What the task asks —
Line by line, transcribe the records exactly.

+---+

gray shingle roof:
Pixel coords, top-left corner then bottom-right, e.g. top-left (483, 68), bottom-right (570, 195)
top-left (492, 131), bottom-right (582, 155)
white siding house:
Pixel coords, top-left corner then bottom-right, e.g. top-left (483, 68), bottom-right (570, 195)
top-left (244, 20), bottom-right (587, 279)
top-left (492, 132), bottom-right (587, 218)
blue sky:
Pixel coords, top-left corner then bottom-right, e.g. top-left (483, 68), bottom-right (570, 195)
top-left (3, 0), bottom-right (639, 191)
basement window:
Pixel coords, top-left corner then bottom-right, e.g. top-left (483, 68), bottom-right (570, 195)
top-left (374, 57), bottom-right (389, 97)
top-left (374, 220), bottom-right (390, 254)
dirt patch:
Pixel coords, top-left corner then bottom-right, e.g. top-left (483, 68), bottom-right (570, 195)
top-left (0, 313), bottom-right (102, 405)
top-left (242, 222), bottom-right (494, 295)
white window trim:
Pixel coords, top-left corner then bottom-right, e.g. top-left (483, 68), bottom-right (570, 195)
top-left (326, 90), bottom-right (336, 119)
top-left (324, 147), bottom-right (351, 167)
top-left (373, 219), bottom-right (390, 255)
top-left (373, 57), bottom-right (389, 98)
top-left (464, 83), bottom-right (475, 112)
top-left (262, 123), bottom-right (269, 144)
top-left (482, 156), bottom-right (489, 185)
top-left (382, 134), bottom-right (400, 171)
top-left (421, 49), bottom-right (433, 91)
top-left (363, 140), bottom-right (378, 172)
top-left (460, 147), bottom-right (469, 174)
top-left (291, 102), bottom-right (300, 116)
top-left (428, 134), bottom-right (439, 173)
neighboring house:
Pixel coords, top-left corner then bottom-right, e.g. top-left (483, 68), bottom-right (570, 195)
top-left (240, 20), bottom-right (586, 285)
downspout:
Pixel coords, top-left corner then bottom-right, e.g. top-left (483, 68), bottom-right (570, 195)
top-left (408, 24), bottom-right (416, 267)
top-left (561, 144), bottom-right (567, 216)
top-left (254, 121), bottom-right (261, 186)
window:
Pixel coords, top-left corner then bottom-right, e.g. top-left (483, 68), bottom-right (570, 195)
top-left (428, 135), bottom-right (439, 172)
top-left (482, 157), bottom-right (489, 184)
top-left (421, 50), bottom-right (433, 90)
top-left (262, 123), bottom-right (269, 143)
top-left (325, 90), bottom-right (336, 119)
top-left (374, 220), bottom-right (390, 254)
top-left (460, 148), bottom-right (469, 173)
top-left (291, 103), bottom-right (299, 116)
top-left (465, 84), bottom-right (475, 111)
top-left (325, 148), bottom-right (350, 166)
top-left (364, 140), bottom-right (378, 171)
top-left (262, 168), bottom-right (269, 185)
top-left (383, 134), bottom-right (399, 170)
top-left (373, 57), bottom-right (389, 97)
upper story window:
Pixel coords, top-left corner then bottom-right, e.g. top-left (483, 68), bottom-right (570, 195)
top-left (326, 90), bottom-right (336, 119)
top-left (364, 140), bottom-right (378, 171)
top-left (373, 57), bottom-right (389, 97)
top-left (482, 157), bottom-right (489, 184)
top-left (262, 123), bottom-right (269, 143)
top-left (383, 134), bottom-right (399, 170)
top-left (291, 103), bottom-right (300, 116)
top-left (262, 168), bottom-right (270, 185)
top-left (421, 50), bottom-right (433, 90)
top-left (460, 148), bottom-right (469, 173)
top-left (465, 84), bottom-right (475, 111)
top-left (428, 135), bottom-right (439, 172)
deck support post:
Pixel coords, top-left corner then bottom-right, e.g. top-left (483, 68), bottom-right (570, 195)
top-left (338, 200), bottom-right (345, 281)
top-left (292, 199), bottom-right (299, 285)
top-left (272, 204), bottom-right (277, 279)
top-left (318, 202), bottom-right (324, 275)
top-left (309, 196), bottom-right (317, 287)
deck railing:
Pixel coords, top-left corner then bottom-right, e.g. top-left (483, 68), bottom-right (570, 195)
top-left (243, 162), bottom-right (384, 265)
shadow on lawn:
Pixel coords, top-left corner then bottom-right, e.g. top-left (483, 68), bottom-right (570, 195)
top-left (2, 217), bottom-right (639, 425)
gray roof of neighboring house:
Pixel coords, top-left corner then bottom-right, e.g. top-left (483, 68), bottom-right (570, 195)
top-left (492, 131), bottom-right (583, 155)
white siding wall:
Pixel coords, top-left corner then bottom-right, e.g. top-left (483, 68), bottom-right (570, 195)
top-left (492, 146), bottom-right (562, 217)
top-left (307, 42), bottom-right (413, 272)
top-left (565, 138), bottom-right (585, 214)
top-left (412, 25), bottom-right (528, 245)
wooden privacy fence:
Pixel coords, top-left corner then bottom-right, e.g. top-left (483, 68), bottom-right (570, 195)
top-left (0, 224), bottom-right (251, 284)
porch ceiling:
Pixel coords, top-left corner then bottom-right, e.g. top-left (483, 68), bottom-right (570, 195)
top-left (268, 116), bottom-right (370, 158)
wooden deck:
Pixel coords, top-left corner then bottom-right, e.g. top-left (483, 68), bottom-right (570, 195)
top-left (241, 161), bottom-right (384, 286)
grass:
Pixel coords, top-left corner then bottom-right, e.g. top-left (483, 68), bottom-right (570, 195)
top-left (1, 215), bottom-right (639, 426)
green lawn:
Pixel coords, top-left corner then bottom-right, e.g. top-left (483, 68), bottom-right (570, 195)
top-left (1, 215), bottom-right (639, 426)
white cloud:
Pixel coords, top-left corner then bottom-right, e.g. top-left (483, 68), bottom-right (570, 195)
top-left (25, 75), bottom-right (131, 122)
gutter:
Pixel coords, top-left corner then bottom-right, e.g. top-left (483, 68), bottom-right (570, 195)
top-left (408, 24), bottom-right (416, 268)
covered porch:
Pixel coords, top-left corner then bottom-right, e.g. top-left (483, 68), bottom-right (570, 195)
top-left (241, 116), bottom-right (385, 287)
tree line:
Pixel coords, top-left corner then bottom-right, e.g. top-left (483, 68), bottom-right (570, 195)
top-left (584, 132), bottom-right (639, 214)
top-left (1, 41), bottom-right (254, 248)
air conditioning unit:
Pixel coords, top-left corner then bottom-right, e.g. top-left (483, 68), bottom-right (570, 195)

+---+

Answer box —
gray shingle roof:
Pixel coords, top-left corner then bottom-right, e.g. top-left (483, 68), bottom-right (570, 195)
top-left (492, 131), bottom-right (582, 155)
white siding house:
Pixel coords, top-left corner then bottom-right, e.g. top-left (483, 68), bottom-right (570, 195)
top-left (244, 20), bottom-right (587, 279)
top-left (492, 132), bottom-right (587, 218)
blue sky:
Pixel coords, top-left corner then bottom-right, e.g. top-left (483, 68), bottom-right (570, 195)
top-left (3, 0), bottom-right (639, 191)
basement window:
Pixel coords, top-left corner then bottom-right, e.g. top-left (483, 68), bottom-right (570, 195)
top-left (374, 57), bottom-right (389, 97)
top-left (374, 220), bottom-right (390, 254)
dirt patch:
Pixel coords, top-left corner then bottom-right, e.g. top-left (483, 68), bottom-right (570, 195)
top-left (0, 313), bottom-right (102, 405)
top-left (242, 222), bottom-right (494, 295)
white window trim:
Pixel coords, top-left corner then bottom-right, e.g. top-left (483, 68), bottom-right (570, 195)
top-left (326, 90), bottom-right (336, 119)
top-left (324, 147), bottom-right (351, 167)
top-left (373, 219), bottom-right (390, 255)
top-left (373, 57), bottom-right (389, 98)
top-left (464, 83), bottom-right (475, 112)
top-left (262, 123), bottom-right (269, 144)
top-left (482, 156), bottom-right (489, 185)
top-left (382, 134), bottom-right (400, 171)
top-left (421, 49), bottom-right (433, 91)
top-left (363, 140), bottom-right (378, 172)
top-left (460, 147), bottom-right (469, 174)
top-left (291, 102), bottom-right (300, 116)
top-left (428, 134), bottom-right (439, 173)
neighboring house:
Pixel coords, top-left corner then bottom-right, e.g. top-left (483, 68), bottom-right (570, 195)
top-left (240, 20), bottom-right (586, 285)
downspout:
Pixel coords, top-left corner then bottom-right, e.g. top-left (483, 68), bottom-right (570, 195)
top-left (408, 24), bottom-right (416, 267)
top-left (561, 144), bottom-right (567, 216)
top-left (254, 121), bottom-right (261, 186)
window:
Pixel coords, top-left corner then bottom-right, e.g. top-left (483, 68), bottom-right (570, 195)
top-left (428, 135), bottom-right (439, 172)
top-left (482, 157), bottom-right (489, 184)
top-left (421, 50), bottom-right (433, 90)
top-left (262, 123), bottom-right (269, 143)
top-left (325, 90), bottom-right (336, 119)
top-left (374, 220), bottom-right (390, 254)
top-left (460, 148), bottom-right (469, 173)
top-left (291, 103), bottom-right (299, 116)
top-left (465, 84), bottom-right (475, 111)
top-left (325, 148), bottom-right (350, 166)
top-left (364, 140), bottom-right (378, 171)
top-left (262, 168), bottom-right (269, 185)
top-left (383, 134), bottom-right (399, 170)
top-left (373, 57), bottom-right (389, 97)
upper story window:
Pixel coords, top-left corner then bottom-right, e.g. top-left (483, 68), bottom-right (570, 195)
top-left (326, 90), bottom-right (336, 119)
top-left (364, 140), bottom-right (378, 171)
top-left (373, 57), bottom-right (389, 97)
top-left (482, 157), bottom-right (489, 184)
top-left (262, 123), bottom-right (269, 143)
top-left (383, 134), bottom-right (399, 170)
top-left (291, 103), bottom-right (300, 116)
top-left (262, 168), bottom-right (270, 185)
top-left (421, 50), bottom-right (433, 90)
top-left (460, 148), bottom-right (469, 173)
top-left (465, 84), bottom-right (475, 111)
top-left (428, 135), bottom-right (439, 172)
deck support post:
Pixel coords, top-left corner then bottom-right, e.g. top-left (483, 68), bottom-right (570, 195)
top-left (338, 200), bottom-right (345, 281)
top-left (292, 199), bottom-right (299, 285)
top-left (272, 204), bottom-right (277, 279)
top-left (318, 202), bottom-right (324, 275)
top-left (309, 196), bottom-right (317, 287)
deck railing:
Pixel coords, top-left corner then bottom-right, e.g. top-left (483, 68), bottom-right (570, 195)
top-left (243, 162), bottom-right (384, 265)
shadow on lawn:
Pixel coords, top-left corner then bottom-right, e.g. top-left (483, 68), bottom-right (570, 195)
top-left (2, 217), bottom-right (639, 425)
gray roof of neighboring house:
Pixel coords, top-left corner then bottom-right, e.g. top-left (483, 68), bottom-right (570, 195)
top-left (492, 131), bottom-right (583, 155)
white siding wall:
Pixel coords, top-left corner then bottom-right, e.g. top-left (483, 68), bottom-right (570, 195)
top-left (492, 146), bottom-right (562, 217)
top-left (307, 42), bottom-right (413, 272)
top-left (565, 138), bottom-right (585, 214)
top-left (412, 25), bottom-right (528, 245)
wooden privacy fence:
Pixel coords, top-left corner then bottom-right, e.g. top-left (483, 68), bottom-right (570, 195)
top-left (0, 224), bottom-right (251, 284)
porch ceiling:
Pixel coords, top-left corner then bottom-right, e.g. top-left (483, 68), bottom-right (570, 195)
top-left (268, 116), bottom-right (370, 158)
wooden deck:
Pixel coords, top-left corner then bottom-right, e.g. top-left (483, 68), bottom-right (570, 195)
top-left (241, 161), bottom-right (384, 286)
grass:
Pixel coords, top-left corner then bottom-right, e.g. top-left (483, 68), bottom-right (570, 195)
top-left (1, 215), bottom-right (639, 426)
green lawn:
Pixel coords, top-left corner then bottom-right, e.g. top-left (483, 68), bottom-right (570, 195)
top-left (1, 215), bottom-right (639, 426)
white cloud:
Pixel coords, top-left corner then bottom-right, e.g. top-left (483, 68), bottom-right (570, 195)
top-left (25, 75), bottom-right (131, 122)
gutter:
Pixel coords, top-left corner then bottom-right, e.g. top-left (483, 68), bottom-right (570, 195)
top-left (408, 24), bottom-right (416, 268)
covered porch:
Pixel coords, top-left corner then bottom-right, e.g. top-left (483, 68), bottom-right (570, 195)
top-left (241, 116), bottom-right (385, 287)
tree line:
Pixel coords, top-left corner then bottom-right, e.g. top-left (483, 68), bottom-right (570, 195)
top-left (584, 132), bottom-right (639, 214)
top-left (1, 41), bottom-right (254, 248)
air conditioning unit:
Pixel coords, top-left corner then bottom-right, e.g. top-left (483, 68), bottom-right (570, 195)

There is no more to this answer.